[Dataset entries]
====================
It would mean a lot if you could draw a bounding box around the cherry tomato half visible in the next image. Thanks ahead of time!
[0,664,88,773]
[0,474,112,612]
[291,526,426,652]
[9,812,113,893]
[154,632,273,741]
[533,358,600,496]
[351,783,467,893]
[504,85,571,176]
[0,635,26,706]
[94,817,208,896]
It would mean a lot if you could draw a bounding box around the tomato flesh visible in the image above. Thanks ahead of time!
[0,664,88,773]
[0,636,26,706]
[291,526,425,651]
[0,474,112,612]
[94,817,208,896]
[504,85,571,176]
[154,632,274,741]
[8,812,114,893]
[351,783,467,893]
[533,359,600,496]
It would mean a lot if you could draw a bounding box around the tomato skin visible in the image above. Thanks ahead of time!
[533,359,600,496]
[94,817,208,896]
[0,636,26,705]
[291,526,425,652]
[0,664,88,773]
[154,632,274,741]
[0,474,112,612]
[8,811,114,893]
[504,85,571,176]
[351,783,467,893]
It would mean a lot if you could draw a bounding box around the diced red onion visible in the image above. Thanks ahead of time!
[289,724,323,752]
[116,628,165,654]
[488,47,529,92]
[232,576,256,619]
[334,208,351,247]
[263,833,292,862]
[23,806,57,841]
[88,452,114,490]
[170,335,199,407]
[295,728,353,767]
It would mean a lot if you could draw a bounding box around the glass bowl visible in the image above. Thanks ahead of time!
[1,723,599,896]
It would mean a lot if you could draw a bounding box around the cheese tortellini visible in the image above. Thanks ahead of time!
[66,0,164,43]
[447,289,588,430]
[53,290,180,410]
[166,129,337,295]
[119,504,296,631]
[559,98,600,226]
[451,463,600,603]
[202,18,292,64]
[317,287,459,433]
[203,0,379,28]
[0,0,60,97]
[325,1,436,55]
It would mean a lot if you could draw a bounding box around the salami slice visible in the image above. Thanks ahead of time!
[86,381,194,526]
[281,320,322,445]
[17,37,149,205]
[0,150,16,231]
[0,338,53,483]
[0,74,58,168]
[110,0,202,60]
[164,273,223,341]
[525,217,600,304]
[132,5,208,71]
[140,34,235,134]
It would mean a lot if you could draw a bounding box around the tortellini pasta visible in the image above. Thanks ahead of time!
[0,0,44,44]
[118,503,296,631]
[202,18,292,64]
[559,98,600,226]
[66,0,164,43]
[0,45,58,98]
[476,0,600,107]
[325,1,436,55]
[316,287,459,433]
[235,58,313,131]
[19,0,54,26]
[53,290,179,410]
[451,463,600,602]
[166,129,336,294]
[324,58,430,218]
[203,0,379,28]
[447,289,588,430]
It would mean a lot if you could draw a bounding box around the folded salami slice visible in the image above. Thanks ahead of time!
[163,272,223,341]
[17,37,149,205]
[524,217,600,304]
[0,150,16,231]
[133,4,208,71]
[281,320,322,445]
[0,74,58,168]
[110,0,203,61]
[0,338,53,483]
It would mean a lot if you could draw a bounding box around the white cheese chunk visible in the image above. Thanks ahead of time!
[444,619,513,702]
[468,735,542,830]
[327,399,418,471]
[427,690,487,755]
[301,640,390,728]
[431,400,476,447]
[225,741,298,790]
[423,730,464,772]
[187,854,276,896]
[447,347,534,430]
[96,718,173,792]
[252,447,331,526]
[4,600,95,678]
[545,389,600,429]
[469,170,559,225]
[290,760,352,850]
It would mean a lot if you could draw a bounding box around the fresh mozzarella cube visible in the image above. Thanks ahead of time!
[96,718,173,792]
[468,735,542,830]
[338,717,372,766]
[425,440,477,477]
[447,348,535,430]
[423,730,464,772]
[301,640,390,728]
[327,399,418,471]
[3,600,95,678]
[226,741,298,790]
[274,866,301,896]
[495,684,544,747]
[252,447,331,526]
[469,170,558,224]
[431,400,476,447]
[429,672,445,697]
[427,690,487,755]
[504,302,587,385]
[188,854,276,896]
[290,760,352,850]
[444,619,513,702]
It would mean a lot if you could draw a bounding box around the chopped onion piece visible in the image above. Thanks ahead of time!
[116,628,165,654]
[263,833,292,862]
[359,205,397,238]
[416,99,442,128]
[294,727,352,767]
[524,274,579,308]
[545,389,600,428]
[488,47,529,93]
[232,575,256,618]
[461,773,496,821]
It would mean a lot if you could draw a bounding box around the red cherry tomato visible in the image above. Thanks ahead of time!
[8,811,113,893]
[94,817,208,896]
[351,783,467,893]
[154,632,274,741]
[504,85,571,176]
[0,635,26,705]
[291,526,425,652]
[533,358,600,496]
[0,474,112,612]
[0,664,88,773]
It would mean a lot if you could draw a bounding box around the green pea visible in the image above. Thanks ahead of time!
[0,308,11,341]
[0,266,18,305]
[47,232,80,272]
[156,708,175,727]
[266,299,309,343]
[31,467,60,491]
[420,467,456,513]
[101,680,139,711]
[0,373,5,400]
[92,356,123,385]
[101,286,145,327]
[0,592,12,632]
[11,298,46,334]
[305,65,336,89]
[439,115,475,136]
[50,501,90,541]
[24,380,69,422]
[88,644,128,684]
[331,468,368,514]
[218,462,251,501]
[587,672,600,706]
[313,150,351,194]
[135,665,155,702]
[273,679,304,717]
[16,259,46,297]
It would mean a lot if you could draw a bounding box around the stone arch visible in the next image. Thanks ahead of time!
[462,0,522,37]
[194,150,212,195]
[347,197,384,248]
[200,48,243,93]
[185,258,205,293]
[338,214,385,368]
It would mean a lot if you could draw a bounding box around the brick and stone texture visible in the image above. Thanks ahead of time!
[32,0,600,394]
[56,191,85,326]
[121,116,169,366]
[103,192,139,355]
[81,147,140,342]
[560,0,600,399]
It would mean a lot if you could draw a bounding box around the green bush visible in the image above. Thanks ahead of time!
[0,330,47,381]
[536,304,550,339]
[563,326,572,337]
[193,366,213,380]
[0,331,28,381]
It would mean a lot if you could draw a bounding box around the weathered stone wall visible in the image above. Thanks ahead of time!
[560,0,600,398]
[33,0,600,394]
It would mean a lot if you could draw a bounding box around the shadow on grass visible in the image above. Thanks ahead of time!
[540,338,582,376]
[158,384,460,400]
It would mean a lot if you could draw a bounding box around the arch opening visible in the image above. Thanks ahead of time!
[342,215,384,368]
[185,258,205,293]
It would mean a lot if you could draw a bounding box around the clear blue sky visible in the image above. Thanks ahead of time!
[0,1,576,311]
====================
#### [TASK OBJECTIVE]
Could you output each line above exactly as it was given?

#### [ANSWER]
It would mean a lot if you could draw a bounding box around the cherry tomato half visible in the next image. Thanks ahead of time!
[0,664,88,773]
[0,474,112,612]
[291,526,426,652]
[9,812,113,893]
[154,632,273,741]
[533,358,600,496]
[351,783,467,893]
[504,85,571,176]
[0,635,26,706]
[94,817,208,896]
It would mean a lot if you could draw a bounding box around the tomato flesh visible in the image above. Thanks ahead of time!
[0,664,88,773]
[0,636,26,706]
[291,526,425,651]
[0,474,112,612]
[94,817,208,896]
[504,85,571,176]
[154,632,274,741]
[8,812,114,893]
[351,783,467,893]
[533,359,600,496]
It would mean a lot if you could draw a bounding box around the tomato skin visible in the image above. Thanks ahead of time!
[533,359,600,496]
[94,817,208,896]
[0,636,26,705]
[291,526,425,652]
[0,664,88,773]
[154,632,274,741]
[0,474,112,612]
[8,811,114,893]
[504,85,571,176]
[351,783,467,893]
It would mean a lot if you could draw a bounding box around the diced red onion visible in the image above. Thanks ahead of time!
[289,724,323,752]
[116,628,165,654]
[488,47,529,92]
[232,576,256,619]
[334,208,351,247]
[263,833,292,862]
[23,806,57,841]
[88,452,114,490]
[170,335,199,407]
[295,728,353,767]
It would mean a lot if you could draw a bounding box around the glass bowl visible in the image above. Thanks ahead of time!
[1,723,599,896]
It would mean a lot if you could draw a bounding box around the cheese tortellini visible in the image above. Thanks ahead of time!
[66,0,164,43]
[447,289,588,430]
[53,290,180,410]
[166,129,337,295]
[119,504,296,631]
[559,98,600,226]
[451,463,600,603]
[202,18,292,64]
[317,287,459,433]
[203,0,379,28]
[0,0,60,97]
[325,1,436,55]
It would mean a lot if you could draw a bounding box around the salami slice visible in the image above. Thanks ahead of time!
[86,381,194,526]
[281,320,322,445]
[17,37,149,205]
[0,150,16,231]
[0,338,53,483]
[0,74,58,168]
[110,0,202,60]
[164,273,223,341]
[525,217,600,304]
[132,5,208,71]
[140,34,235,134]
It would mean a lot if you could draw a bounding box around the tortellini pasta visible in the image above. Thanks ahead of time!
[0,0,44,44]
[118,503,296,631]
[202,18,292,64]
[559,98,600,226]
[66,0,164,43]
[0,45,58,98]
[476,0,600,107]
[325,1,436,55]
[316,287,459,433]
[235,58,313,131]
[19,0,54,26]
[53,290,179,410]
[451,463,600,602]
[166,129,336,294]
[324,58,430,218]
[203,0,379,28]
[447,289,588,430]
It would mean a lot if you could draw a bounding box around the folded salami slice visible in the image above. Thanks ahead of time!
[163,272,223,341]
[17,37,149,205]
[524,217,600,304]
[0,150,16,231]
[133,4,208,71]
[281,320,322,445]
[0,74,58,168]
[110,0,203,61]
[0,338,53,483]
It would mean a lot if you could draw a bounding box around the white cheese chunk visible in the image above. Thanks ahead of time!
[444,619,513,702]
[468,735,542,830]
[327,399,418,471]
[427,690,487,755]
[301,640,390,728]
[431,400,476,447]
[225,741,298,790]
[423,730,464,772]
[187,854,276,896]
[447,347,534,430]
[96,718,173,792]
[252,447,331,526]
[4,600,95,678]
[545,389,600,429]
[469,170,559,225]
[290,760,352,850]
It would mean a lot if you could draw a bounding box around the fresh mozzarella cube visible in the image above. Thanks ahead of time!
[96,718,173,792]
[468,735,542,830]
[338,717,372,766]
[425,440,477,477]
[447,348,535,430]
[423,730,464,772]
[301,640,390,728]
[327,399,418,471]
[3,600,95,678]
[226,741,298,790]
[274,866,301,896]
[495,684,544,747]
[252,447,331,526]
[469,170,558,224]
[431,400,476,447]
[429,672,445,697]
[427,690,487,755]
[504,302,587,385]
[188,854,276,896]
[290,760,352,850]
[444,619,513,702]
It would mean a lot if you could draw a bounding box around the chopped onion piece visible in the image above. Thanks ahead of time!
[116,628,165,654]
[263,833,292,862]
[359,205,397,238]
[416,99,442,128]
[294,727,352,767]
[524,274,579,308]
[545,389,600,428]
[488,47,529,93]
[232,575,256,618]
[461,773,496,821]
It would mean a lot if you could draw a bounding box around the red cherry tomato visible in the image above. Thanks ahead of time!
[8,811,113,893]
[94,817,208,896]
[351,783,467,893]
[154,632,274,741]
[504,85,571,176]
[0,635,26,705]
[291,526,425,652]
[533,358,600,496]
[0,474,112,612]
[0,664,88,773]
It would mean a lot if you could draw a bounding box around the green pea visible in the image above. Thanks ahead of time!
[0,308,11,341]
[0,266,18,305]
[47,232,80,272]
[156,708,175,727]
[266,299,309,343]
[31,467,60,491]
[420,467,456,513]
[101,680,139,711]
[0,373,5,400]
[92,356,123,385]
[101,286,145,327]
[0,592,12,632]
[11,298,46,334]
[305,65,336,89]
[439,115,475,136]
[50,501,90,541]
[24,380,69,422]
[88,644,128,684]
[331,468,368,514]
[218,462,251,501]
[587,672,600,706]
[313,150,351,194]
[135,665,155,702]
[273,679,304,717]
[16,259,46,297]
It would mean a lot if you could draw a bounding box around the stone arch visible in the next image. Thanks ahead of time!
[462,0,522,37]
[194,150,212,195]
[347,197,384,248]
[200,48,243,93]
[185,258,205,293]
[338,214,385,368]
It would mean a lot if you could draw a bounding box around the brick and stone texture visible in the image above. Thanks ahead of time!
[32,0,600,394]
[56,191,85,326]
[121,116,169,366]
[103,192,139,355]
[81,147,140,342]
[560,0,600,399]
It would mean a lot if you could draw a bounding box around the green bush visible in the image above. Thanks ahead of time!
[0,330,47,381]
[536,304,550,339]
[563,326,572,337]
[193,366,213,380]
[0,331,28,381]
It would mean a lot if you could draw a bounding box around the weathered stone wall visible in the image above. Thanks ahead of time!
[560,0,600,398]
[33,0,600,394]
It would mean a lot if you could draw a bounding box around the shadow on grass visible in the image above. Thanks ahead of time!
[540,338,582,376]
[158,384,460,400]
It would mean a lot if you could draw a bounding box around the arch opening visible in the image above. Thanks ahead of time!
[342,215,384,368]
[185,258,205,293]
It would mean a lot if you could draw a bounding box around the clear blue sky visible in the image above. Thanks ahead of time!
[0,1,576,311]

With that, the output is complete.